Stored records
** start **

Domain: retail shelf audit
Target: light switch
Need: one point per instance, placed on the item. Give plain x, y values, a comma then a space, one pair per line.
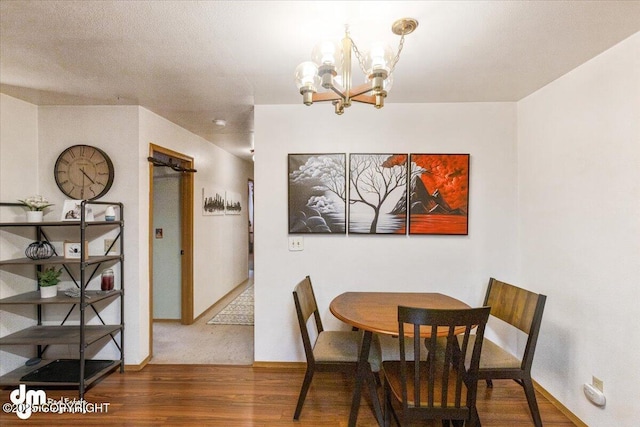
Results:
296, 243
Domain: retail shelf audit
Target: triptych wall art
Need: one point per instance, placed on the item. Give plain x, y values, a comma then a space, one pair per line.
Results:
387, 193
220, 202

** end **
** start **

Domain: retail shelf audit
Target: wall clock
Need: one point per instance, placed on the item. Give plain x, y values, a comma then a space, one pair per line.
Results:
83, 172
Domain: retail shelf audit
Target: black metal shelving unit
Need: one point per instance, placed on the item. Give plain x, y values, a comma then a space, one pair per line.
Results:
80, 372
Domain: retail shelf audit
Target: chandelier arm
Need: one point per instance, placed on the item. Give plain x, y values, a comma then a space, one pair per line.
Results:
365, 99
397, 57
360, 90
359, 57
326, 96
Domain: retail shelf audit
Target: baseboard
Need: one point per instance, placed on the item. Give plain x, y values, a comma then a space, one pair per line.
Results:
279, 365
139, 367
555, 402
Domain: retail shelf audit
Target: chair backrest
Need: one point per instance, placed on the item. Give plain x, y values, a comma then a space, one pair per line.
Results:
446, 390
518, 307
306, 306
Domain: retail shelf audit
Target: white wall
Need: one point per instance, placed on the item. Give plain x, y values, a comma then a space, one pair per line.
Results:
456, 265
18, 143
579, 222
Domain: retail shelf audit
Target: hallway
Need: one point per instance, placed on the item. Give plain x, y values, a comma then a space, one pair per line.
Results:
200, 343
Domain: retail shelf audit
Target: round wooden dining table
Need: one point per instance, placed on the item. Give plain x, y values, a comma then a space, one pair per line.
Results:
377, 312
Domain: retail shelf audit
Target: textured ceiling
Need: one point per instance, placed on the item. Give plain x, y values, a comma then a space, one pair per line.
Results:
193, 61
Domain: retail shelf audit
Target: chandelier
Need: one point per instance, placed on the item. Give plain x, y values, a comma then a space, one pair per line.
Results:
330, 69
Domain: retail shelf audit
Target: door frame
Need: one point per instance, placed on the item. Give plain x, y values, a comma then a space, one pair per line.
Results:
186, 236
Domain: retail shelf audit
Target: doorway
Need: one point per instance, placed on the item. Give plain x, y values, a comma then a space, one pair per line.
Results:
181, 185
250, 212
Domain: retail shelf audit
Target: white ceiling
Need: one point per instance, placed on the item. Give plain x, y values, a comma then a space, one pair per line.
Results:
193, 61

** end **

WRITTEN REQUEST:
Report each line of the data above that contains the word "ceiling".

RESULT:
Target: textured ceiling
Target: white ceiling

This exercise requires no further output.